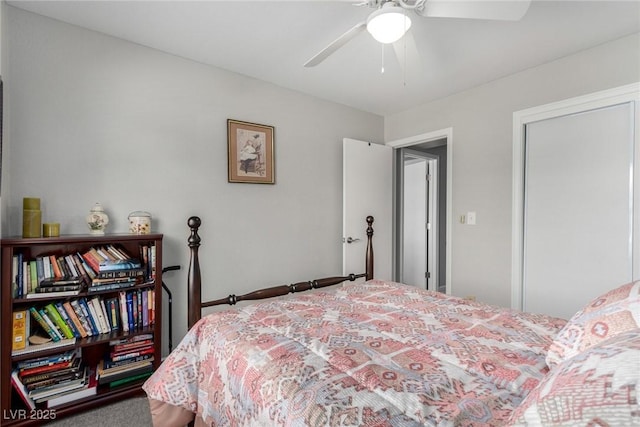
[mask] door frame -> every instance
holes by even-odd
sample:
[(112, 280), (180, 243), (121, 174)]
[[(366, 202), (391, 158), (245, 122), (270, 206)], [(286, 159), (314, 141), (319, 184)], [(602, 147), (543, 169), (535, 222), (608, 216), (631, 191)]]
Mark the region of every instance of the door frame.
[[(449, 127), (449, 128), (444, 128), (444, 129), (438, 129), (432, 132), (427, 132), (427, 133), (422, 133), (419, 135), (414, 135), (414, 136), (409, 136), (406, 138), (402, 138), (402, 139), (396, 139), (393, 141), (389, 141), (387, 143), (385, 143), (385, 145), (388, 145), (390, 147), (392, 147), (394, 149), (394, 151), (396, 149), (399, 148), (404, 148), (404, 147), (411, 147), (412, 145), (418, 145), (418, 144), (423, 144), (425, 142), (432, 142), (432, 141), (438, 141), (438, 140), (442, 140), (445, 139), (447, 141), (447, 214), (446, 214), (446, 279), (445, 279), (445, 283), (446, 283), (446, 293), (447, 294), (451, 294), (451, 230), (452, 230), (452, 224), (453, 224), (453, 210), (452, 210), (452, 205), (453, 205), (453, 197), (452, 197), (452, 193), (453, 193), (453, 128)], [(395, 168), (395, 162), (394, 162), (394, 168)], [(393, 172), (393, 176), (394, 179), (397, 176), (397, 172), (394, 171)], [(397, 206), (397, 197), (398, 195), (396, 194), (395, 191), (396, 185), (394, 183), (394, 192), (393, 192), (393, 203), (394, 206)], [(394, 242), (398, 241), (399, 236), (397, 235), (397, 227), (395, 226), (395, 224), (397, 224), (397, 221), (399, 221), (399, 218), (397, 218), (397, 212), (396, 209), (394, 209), (393, 211), (393, 223), (394, 223), (394, 227), (393, 227), (393, 236), (392, 239)], [(399, 254), (397, 253), (397, 246), (396, 244), (393, 245), (393, 269), (394, 269), (394, 277), (395, 277), (395, 269), (396, 269), (396, 265), (397, 265), (397, 257), (399, 256)]]
[[(569, 114), (595, 110), (616, 104), (640, 102), (640, 82), (607, 89), (588, 95), (540, 105), (513, 113), (513, 160), (511, 197), (511, 308), (522, 310), (524, 281), (524, 176), (525, 176), (525, 127), (529, 123)], [(635, 146), (640, 147), (640, 118), (635, 114)], [(640, 165), (640, 150), (635, 150), (634, 162)], [(634, 182), (638, 182), (640, 168), (633, 171)], [(640, 201), (640, 185), (633, 186), (634, 200)], [(638, 209), (636, 209), (636, 215)], [(634, 218), (637, 223), (639, 219)], [(640, 230), (634, 229), (633, 253), (640, 253)], [(634, 259), (638, 258), (637, 256)], [(640, 273), (640, 260), (633, 266), (634, 279)]]
[[(395, 266), (395, 277), (398, 281), (402, 283), (407, 283), (404, 275), (404, 223), (405, 223), (405, 176), (406, 176), (406, 167), (407, 160), (414, 159), (425, 163), (425, 176), (420, 179), (425, 179), (427, 181), (425, 186), (425, 199), (424, 199), (424, 213), (425, 213), (425, 224), (424, 224), (424, 233), (425, 233), (425, 247), (426, 247), (426, 257), (424, 259), (424, 287), (427, 290), (438, 290), (439, 283), (439, 250), (438, 250), (438, 226), (440, 219), (438, 217), (438, 168), (440, 162), (440, 156), (431, 154), (425, 151), (413, 150), (411, 148), (402, 147), (399, 148), (399, 153), (402, 154), (398, 156), (398, 161), (396, 162), (396, 167), (402, 167), (402, 172), (398, 171), (396, 178), (399, 179), (398, 185), (394, 188), (398, 192), (397, 194), (397, 205), (395, 208), (397, 209), (397, 221), (394, 224), (394, 228), (397, 231), (397, 241), (395, 244), (397, 245), (397, 253), (398, 256), (403, 260), (403, 262), (398, 262)], [(399, 260), (398, 260), (399, 261)], [(427, 273), (429, 273), (427, 275)], [(435, 283), (435, 286), (434, 286)]]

════

Find out how many lines in the entries above hold "every", then reply with that figure and nothing else.

2